## 练习题目 A
请把下方区域轮廓条目清单从开头起、到含有“[[[151,184],[150,263],[192,296],[253,289],[254,193],[178,181]]]”的那一行为止（首尾两行都算）的各行，放进一个编号列表，空行略去，图片不要放进答案。

## 文档节选

Testing the Rust side is easy.
这部分一旦还在 Rust 语言边界内，测试成本其实很低。
- Test methods use the #[test] attribute and are not part of the final binary.
  测试函数用 #[test] 标记，编译出的正式二进制里不会带着它们一起跑。
- Creating mock helpers for tests is straightforward.
  需要伪造输入或辅助对象时，也很好搭。

#![allow(unused)]
fn main() {
#[test]
fn testfunc() -> Result<(), String> {
    let mut logger = SimpleLogger::new("test.log", false, LogLevel::INFO)?;
    logger.log_message(LogLevel::TRACELEVEL1, "Hello world")?;
    logger.log_message(LogLevel::CRITICAL, "Critical message")?;
    Ok(()) // The compiler automatically drops logger here
}
}

cargo test

(C)-Rust FFI
C 与 Rust 的 FFI

cbindgen is a very handy tool for generating headers for exported Rust functions.
给 C 提供接口时，这玩意儿很省心，头文件能自动生成。
- Can be installed using cargo.
  直接用 cargo 就能装。

cargo install cbindgen
cbindgen

Functions and structs exported across the C boundary typically use #[no_mangle] and, when C needs field-level access, #[repr(C)].

(区域轮廓条目)

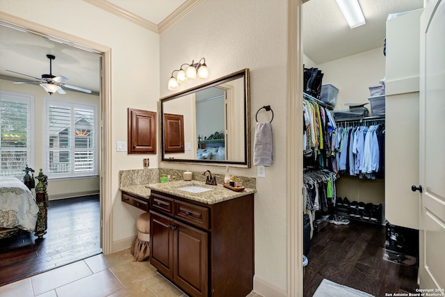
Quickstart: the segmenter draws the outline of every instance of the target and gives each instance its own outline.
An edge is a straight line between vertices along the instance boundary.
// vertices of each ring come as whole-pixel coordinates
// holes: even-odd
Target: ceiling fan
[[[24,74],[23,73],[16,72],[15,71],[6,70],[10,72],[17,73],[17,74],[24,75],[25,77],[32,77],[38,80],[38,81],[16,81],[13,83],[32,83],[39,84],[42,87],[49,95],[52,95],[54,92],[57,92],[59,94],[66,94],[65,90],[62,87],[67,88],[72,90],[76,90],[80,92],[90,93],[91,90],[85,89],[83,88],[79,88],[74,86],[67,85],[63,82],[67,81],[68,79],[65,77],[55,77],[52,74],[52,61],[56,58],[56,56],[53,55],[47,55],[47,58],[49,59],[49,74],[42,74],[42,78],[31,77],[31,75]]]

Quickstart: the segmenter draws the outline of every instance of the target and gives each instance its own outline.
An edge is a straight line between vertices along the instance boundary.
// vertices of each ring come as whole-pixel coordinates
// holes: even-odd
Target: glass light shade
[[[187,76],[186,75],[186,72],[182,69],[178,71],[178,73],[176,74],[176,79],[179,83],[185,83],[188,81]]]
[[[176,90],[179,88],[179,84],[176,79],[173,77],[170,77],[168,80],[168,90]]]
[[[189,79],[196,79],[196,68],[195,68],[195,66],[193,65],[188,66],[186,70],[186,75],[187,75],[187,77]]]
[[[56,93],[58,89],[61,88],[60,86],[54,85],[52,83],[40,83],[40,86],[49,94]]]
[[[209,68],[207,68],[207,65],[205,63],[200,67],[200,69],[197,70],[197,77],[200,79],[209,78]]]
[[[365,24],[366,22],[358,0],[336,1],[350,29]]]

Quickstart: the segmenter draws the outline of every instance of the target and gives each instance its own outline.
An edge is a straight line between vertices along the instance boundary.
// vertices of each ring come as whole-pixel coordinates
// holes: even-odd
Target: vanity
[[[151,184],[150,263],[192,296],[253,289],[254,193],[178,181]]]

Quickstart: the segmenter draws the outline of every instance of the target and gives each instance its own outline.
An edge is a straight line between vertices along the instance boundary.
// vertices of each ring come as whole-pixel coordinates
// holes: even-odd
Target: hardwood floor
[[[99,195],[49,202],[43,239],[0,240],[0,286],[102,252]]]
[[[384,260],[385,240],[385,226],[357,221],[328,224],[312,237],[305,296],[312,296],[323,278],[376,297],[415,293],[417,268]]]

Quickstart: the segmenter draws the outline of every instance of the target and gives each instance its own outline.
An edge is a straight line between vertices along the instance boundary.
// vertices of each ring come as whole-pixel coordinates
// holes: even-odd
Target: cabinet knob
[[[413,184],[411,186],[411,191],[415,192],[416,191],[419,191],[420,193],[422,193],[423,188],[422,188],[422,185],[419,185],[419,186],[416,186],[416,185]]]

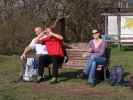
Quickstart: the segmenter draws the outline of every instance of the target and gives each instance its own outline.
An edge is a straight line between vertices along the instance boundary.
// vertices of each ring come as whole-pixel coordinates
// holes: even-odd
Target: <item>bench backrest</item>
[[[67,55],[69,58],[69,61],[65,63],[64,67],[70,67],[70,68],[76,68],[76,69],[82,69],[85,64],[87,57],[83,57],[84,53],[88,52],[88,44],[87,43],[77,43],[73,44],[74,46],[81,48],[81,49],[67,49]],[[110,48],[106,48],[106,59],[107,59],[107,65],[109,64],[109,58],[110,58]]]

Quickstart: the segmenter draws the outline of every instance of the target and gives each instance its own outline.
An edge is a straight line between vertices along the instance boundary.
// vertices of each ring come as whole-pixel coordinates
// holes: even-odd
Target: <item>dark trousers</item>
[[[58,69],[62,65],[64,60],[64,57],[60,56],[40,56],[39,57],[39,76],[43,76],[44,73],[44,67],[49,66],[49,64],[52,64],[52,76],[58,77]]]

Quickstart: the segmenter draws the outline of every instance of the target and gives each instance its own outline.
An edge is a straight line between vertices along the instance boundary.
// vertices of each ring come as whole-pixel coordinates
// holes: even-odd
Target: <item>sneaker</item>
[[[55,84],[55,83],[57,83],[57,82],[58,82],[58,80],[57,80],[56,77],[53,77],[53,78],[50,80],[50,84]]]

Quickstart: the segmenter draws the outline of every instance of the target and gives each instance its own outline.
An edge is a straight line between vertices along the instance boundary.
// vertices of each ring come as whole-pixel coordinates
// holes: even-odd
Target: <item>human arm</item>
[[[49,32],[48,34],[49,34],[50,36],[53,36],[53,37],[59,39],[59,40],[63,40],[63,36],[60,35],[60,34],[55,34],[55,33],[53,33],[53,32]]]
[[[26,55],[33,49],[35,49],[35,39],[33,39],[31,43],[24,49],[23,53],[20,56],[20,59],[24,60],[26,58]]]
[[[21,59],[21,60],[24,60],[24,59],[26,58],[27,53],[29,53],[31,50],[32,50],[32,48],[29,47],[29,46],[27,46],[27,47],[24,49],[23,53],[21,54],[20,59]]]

## 练习题目 B
请把上方文档节选中从“这部分一旦还在 Rust 语言边界内，测试成本其实很低。”到“需要伪造输入或辅助对象时，也很好搭。”（含两端）的这一段一字不差地抄写下来。

## 书面作答 A
1. Quickstart: the segmenter draws the outline of every instance of the target and gives each instance its own outline.
2. An edge is a straight line between vertices along the instance boundary.
3. // vertices of each ring come as whole-pixel coordinates
4. // holes: even-odd
5. Target: ceiling fan
6. [[[24,74],[23,73],[16,72],[15,71],[6,70],[10,72],[17,73],[17,74],[24,75],[25,77],[32,77],[38,80],[38,81],[16,81],[13,83],[32,83],[39,84],[42,87],[49,95],[52,95],[54,92],[57,92],[59,94],[66,94],[65,90],[62,87],[67,88],[72,90],[76,90],[80,92],[90,93],[91,90],[85,89],[83,88],[79,88],[74,86],[67,85],[63,82],[67,81],[68,79],[65,77],[55,77],[52,74],[52,61],[56,58],[56,56],[53,55],[47,55],[47,58],[49,59],[49,74],[42,74],[42,78],[31,77],[31,75]]]
7. Quickstart: the segmenter draws the outline of every instance of the target and gives each instance its own outline.
8. An edge is a straight line between vertices along the instance boundary.
9. // vertices of each ring come as whole-pixel coordinates
10. // holes: even-odd
11. Target: glass light shade
12. [[[187,76],[186,75],[186,72],[182,69],[178,71],[178,73],[176,74],[176,79],[179,83],[185,83],[188,81]]]
13. [[[176,90],[179,88],[179,84],[176,79],[173,77],[170,77],[168,80],[168,90]]]
14. [[[189,79],[196,79],[196,68],[195,68],[195,66],[193,65],[188,66],[186,70],[186,75],[187,75],[187,77]]]
15. [[[56,93],[58,89],[61,88],[60,86],[54,85],[52,83],[40,83],[40,86],[49,94]]]
16. [[[209,68],[207,68],[207,65],[205,63],[200,67],[200,69],[197,70],[197,77],[200,79],[209,78]]]
17. [[[365,24],[366,22],[358,0],[336,1],[350,29]]]
18. Quickstart: the segmenter draws the outline of every instance of the target and gives each instance its own outline.
19. An edge is a straight line between vertices along the instance boundary.
20. // vertices of each ring come as whole-pixel coordinates
21. // holes: even-odd
22. Target: vanity
23. [[[151,184],[150,263],[192,296],[253,289],[254,193],[178,181]]]

## 书面作答 B
这部分一旦还在 Rust 语言边界内，测试成本其实很低。
- Test methods use the #[test] attribute and are not part of the final binary.
  测试函数用 #[test] 标记，编译出的正式二进制里不会带着它们一起跑。
- Creating mock helpers for tests is straightforward.
  需要伪造输入或辅助对象时，也很好搭。